Data extracted from a collection:
------------------------------------------------------------

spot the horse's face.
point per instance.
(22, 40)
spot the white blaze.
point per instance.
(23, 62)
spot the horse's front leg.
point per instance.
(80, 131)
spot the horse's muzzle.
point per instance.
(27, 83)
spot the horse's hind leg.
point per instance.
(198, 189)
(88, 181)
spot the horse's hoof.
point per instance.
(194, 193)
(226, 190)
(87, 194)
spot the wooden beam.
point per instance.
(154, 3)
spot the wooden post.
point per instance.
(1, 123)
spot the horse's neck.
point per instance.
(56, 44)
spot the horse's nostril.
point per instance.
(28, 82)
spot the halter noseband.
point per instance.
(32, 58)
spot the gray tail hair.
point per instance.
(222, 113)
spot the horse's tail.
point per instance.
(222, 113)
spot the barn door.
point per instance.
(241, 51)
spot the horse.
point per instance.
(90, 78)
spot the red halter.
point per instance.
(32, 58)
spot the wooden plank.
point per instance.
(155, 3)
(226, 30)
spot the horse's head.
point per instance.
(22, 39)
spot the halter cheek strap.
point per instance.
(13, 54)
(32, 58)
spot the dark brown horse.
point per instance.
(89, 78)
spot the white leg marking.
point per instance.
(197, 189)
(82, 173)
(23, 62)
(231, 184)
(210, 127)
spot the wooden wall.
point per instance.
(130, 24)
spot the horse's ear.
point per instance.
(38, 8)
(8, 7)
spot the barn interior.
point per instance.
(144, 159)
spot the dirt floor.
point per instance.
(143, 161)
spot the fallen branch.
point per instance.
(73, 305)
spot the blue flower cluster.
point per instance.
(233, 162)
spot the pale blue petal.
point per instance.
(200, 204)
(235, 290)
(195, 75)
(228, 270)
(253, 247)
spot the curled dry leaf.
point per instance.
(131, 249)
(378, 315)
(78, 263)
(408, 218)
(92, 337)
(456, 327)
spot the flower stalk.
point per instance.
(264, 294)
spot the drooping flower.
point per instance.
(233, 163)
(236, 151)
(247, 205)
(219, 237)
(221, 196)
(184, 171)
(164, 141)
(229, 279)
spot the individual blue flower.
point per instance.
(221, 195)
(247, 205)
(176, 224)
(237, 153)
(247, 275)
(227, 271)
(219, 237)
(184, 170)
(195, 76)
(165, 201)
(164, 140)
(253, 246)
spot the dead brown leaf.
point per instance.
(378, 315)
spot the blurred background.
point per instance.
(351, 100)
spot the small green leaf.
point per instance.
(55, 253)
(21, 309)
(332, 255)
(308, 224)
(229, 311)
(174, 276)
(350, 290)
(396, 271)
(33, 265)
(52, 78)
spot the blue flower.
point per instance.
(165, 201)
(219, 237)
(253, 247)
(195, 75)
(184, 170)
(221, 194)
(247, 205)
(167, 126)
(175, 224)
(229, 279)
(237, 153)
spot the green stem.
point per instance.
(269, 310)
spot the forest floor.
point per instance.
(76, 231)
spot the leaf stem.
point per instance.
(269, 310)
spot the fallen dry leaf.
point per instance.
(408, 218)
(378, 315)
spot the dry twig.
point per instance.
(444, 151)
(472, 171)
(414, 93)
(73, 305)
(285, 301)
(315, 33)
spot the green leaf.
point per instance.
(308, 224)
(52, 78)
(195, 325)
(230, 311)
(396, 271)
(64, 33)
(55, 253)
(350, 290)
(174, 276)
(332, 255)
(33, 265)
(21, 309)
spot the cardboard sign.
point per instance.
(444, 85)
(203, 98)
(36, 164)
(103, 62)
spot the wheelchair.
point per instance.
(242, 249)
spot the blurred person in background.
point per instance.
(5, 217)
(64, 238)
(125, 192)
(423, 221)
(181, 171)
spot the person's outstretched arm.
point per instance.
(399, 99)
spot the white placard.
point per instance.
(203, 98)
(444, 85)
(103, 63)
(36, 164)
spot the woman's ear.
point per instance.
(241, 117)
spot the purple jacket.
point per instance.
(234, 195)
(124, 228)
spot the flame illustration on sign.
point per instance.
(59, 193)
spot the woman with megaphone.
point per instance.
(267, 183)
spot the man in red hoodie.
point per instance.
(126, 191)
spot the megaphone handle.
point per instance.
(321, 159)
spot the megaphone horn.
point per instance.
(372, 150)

------------------------------------------------------------

[Task statement] Write the data out once more, exactly as it was given.

[The answer]
spot the horse's face.
point per instance.
(22, 40)
spot the white blaze.
point per instance.
(23, 62)
spot the horse's front leg.
point per instance.
(80, 131)
spot the horse's muzzle.
point per instance.
(27, 83)
spot the horse's hind leg.
point per instance.
(198, 189)
(88, 181)
spot the horse's hoof.
point per instance.
(194, 193)
(226, 190)
(87, 194)
spot the wooden beam.
point per instance.
(154, 3)
spot the wooden post.
point per instance.
(1, 123)
spot the horse's neck.
point per instance.
(56, 44)
spot the horse's nostril.
point per instance.
(28, 82)
spot the halter noseband.
point per instance.
(32, 58)
spot the gray tail hair.
point per instance.
(222, 113)
spot the horse's tail.
point per instance.
(222, 113)
spot the barn door.
point per instance.
(241, 51)
spot the horse.
point per instance.
(90, 78)
spot the red halter.
point per instance.
(32, 58)
spot the wooden plank.
point per instance.
(155, 3)
(226, 30)
spot the horse's head.
point per instance.
(22, 39)
spot the halter cheek strap.
point per instance.
(13, 54)
(32, 58)
spot the dark brown horse.
point per instance.
(89, 78)
spot the white leg marking.
point per instance.
(197, 189)
(82, 173)
(23, 62)
(231, 184)
(210, 127)
spot the wooden wall.
point per instance.
(130, 24)
spot the horse's ear.
point per instance.
(38, 8)
(8, 7)
spot the barn interior.
point per instance.
(144, 159)
spot the dirt floor.
point per instance.
(143, 161)
spot the fallen branch.
point per instance.
(73, 305)
spot the blue flower cluster.
point per instance.
(233, 162)
spot the pale blue petal.
point per instance.
(200, 204)
(235, 290)
(195, 75)
(228, 270)
(253, 247)
spot the curled dry leaf.
point per instance.
(131, 249)
(378, 315)
(78, 263)
(408, 218)
(92, 337)
(456, 327)
spot the flower stalk.
point per instance.
(264, 294)
spot the drooping flower.
point per instance.
(233, 163)
(236, 151)
(247, 205)
(219, 237)
(221, 196)
(184, 171)
(164, 141)
(229, 279)
spot the individual blue flower.
point per instance.
(221, 195)
(247, 205)
(176, 224)
(237, 153)
(247, 275)
(227, 271)
(219, 237)
(184, 170)
(195, 76)
(165, 201)
(164, 140)
(253, 246)
spot the dead brown leaf.
point per instance.
(378, 315)
spot the blurred background.
point per instance.
(351, 100)
spot the small green leaf.
point per instance.
(55, 253)
(21, 309)
(332, 255)
(308, 224)
(229, 311)
(174, 276)
(350, 290)
(396, 271)
(33, 265)
(52, 78)
spot the blue flower.
point per instance.
(165, 201)
(219, 237)
(253, 247)
(195, 75)
(184, 170)
(221, 194)
(247, 205)
(167, 126)
(175, 224)
(229, 279)
(237, 153)
spot the green stem.
point per instance.
(269, 310)
spot the forest floor.
point per instance.
(76, 231)
spot the leaf stem.
point per instance.
(269, 310)
spot the fallen dry leaf.
point per instance.
(408, 218)
(378, 315)
spot the dry twig.
point per instance.
(444, 151)
(472, 171)
(414, 93)
(73, 305)
(285, 301)
(315, 33)
spot the green leaf.
point per instance.
(308, 224)
(52, 78)
(195, 325)
(230, 311)
(396, 271)
(64, 33)
(55, 253)
(350, 290)
(174, 276)
(332, 255)
(33, 265)
(21, 309)
spot the cardboard sign.
point per instance.
(444, 85)
(203, 98)
(36, 164)
(103, 62)
spot the wheelchair.
point per instance.
(242, 249)
spot the blurred person in background.
point per instance.
(5, 217)
(64, 238)
(125, 192)
(423, 221)
(181, 171)
spot the person's outstretched arm.
point per instance.
(399, 99)
spot the white placard.
point per instance.
(203, 98)
(444, 85)
(103, 63)
(36, 164)
spot the woman's ear.
point per instance.
(241, 117)
spot the purple jacket.
point per instance.
(234, 195)
(124, 228)
spot the flame illustration on sign.
point per instance.
(59, 193)
spot the woman with megaphone.
point per instance.
(267, 183)
spot the man in red hoodie.
point per instance.
(126, 191)
spot the megaphone handle.
point per instance.
(321, 159)
spot the megaphone horn.
point per instance.
(372, 150)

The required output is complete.